Hello, and welcome from my side as well. Ralph Konrad, responsible for the figures, the IT stack and M&A, and very happy to have my two other board members, Markus and Ramona. Ramona is not here today. She has a alternative appointment today. Markus is here, so we are happy to be on the call here.
Hello all together. Yes, if there's a special question on distribution, Markus is also happy to answer later in the Q&A session. Yes, we're looking back to a very emotional event, actually. That was last November 25th. We had our 20 years anniversary on the Frankfurt Stock Exchange. Yeah, it was more an emotional part because yeah, ringing the bell after 20 years, it was a very great event, and I'm very happy that many of you just came from all parts of the world actually. From New York, U.K., Scotland, Ireland, Denmark, Scandinavia. Yeah, that was a very good turnout, and there's a nice picture of this great day. JDC Group at a glance. You all know what we do.
We're a typical platform company for financial products. We take in the data of all the producers, the insurance companies, the platforms for investment funds, the mortgage banks. We standardize the data, and we show it in our visualizing systems. To give you some KPIs, we now have more than 2.5 million customers on the platform. That's 520 employees. That translates into 400 full-time equivalents. We have more than 16,000 brokers that use our platform. Now also Finom comes closer to the 100,000 client mark. We have in our Finom companies more than 300 advisors now that give advice to more challenging and affluent customers.

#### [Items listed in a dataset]

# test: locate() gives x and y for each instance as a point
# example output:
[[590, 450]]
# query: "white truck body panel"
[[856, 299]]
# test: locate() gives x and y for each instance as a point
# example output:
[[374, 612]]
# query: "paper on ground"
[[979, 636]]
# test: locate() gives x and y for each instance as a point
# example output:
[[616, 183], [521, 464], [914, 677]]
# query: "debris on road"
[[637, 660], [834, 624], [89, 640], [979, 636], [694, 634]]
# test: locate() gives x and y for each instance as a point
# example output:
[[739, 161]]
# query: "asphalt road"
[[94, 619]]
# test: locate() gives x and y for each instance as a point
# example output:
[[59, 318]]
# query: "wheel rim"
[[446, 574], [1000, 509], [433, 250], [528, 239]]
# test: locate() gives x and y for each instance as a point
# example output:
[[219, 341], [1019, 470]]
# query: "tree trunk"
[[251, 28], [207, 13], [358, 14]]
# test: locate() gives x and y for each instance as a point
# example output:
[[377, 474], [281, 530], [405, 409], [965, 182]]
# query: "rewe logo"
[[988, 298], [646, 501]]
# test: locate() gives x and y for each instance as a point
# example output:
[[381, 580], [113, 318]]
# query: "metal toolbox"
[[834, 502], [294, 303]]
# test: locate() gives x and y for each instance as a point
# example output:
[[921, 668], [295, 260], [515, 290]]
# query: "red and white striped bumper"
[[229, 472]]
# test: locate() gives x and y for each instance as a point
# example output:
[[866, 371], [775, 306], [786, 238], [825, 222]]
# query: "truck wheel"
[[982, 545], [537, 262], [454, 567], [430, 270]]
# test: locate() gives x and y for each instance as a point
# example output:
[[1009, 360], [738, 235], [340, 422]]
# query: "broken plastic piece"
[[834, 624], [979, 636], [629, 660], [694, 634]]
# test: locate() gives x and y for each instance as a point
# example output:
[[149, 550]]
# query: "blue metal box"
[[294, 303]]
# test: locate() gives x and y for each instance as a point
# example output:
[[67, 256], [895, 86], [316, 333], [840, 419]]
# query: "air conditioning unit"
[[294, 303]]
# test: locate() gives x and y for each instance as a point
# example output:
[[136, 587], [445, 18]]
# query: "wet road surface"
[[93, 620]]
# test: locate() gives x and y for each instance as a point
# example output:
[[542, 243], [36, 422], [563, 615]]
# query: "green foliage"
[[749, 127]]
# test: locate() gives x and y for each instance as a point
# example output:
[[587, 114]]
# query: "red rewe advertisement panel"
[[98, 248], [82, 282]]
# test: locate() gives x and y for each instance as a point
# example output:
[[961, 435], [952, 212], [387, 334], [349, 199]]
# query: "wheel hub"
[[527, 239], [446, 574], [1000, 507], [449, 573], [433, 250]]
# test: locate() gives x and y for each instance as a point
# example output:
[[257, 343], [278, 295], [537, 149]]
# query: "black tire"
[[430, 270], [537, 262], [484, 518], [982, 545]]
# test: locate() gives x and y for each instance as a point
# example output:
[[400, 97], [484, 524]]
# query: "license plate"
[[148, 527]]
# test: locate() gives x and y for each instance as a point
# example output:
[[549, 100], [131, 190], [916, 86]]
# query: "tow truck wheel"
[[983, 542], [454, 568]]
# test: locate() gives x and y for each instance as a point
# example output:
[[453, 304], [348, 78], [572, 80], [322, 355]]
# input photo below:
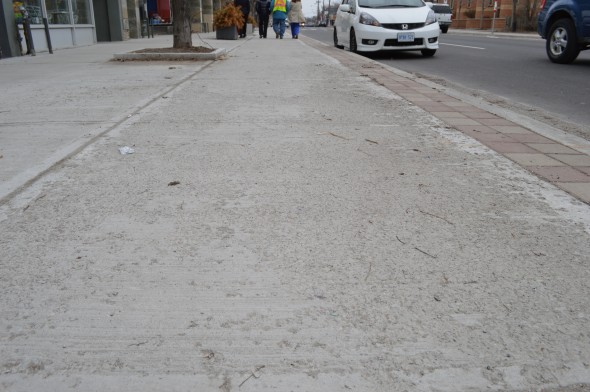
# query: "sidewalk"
[[294, 217]]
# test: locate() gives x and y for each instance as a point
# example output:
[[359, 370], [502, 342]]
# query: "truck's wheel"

#### [Goals]
1. According to the call transcript, how many brokers use the platform?
2. Please reproduce the call transcript word for word, starting with "We're a typical" and going on through "and affluent customers.".

#### [Answers to the problems]
1. More than 16,000 brokers.

2.
We're a typical platform company for financial products. We take in the data of all the producers, the insurance companies, the platforms for investment funds, the mortgage banks. We standardize the data, and we show it in our visualizing systems. To give you some KPIs, we now have more than 2.5 million customers on the platform. That's 520 employees. That translates into 400 full-time equivalents. We have more than 16,000 brokers that use our platform. Now also Finom comes closer to the 100,000 client mark. We have in our Finom companies more than 300 advisors now that give advice to more challenging and affluent customers.